• _GIVEN EXERCISE_: Copy the listing from the line that contains "[pin] lattice panel" through the line that contains "Target: lattice panel", putting "trellis panel" wherever "lattice panel" appears and keeping everything else the same.

• _PROVIDED DATA_:
++++++++++

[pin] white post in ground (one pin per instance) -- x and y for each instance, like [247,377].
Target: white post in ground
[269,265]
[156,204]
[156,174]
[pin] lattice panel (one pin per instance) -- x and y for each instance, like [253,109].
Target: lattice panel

++++++++++

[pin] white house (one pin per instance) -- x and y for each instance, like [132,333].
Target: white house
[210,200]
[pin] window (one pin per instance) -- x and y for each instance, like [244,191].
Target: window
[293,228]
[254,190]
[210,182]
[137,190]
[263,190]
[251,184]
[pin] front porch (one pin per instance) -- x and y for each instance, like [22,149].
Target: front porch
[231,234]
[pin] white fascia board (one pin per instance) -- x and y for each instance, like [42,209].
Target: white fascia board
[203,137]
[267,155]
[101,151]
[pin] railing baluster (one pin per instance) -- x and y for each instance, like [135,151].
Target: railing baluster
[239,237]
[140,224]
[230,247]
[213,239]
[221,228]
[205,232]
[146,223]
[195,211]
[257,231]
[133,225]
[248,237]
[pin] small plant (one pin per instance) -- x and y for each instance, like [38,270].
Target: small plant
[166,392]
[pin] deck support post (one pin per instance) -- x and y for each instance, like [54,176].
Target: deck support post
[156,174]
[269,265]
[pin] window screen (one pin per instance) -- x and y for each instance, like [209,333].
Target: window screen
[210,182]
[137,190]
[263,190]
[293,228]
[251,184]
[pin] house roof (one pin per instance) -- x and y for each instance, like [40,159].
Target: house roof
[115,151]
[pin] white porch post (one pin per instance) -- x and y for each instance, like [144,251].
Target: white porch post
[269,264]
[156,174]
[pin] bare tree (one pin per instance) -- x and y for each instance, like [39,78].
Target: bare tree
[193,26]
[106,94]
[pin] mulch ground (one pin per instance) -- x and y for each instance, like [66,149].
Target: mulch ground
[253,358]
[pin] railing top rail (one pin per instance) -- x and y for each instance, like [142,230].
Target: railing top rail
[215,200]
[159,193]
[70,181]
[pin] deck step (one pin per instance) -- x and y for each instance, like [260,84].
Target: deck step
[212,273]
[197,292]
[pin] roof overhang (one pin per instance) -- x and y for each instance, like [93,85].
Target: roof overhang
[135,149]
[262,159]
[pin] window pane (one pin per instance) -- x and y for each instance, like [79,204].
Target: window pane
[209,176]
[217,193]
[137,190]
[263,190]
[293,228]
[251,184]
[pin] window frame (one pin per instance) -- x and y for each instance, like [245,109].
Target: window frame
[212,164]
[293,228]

++++++++++

• _CORRECT OUTPUT_:
[pin] trellis panel (one pin per instance) -- x and y for each instance, like [253,109].
Target: trellis panel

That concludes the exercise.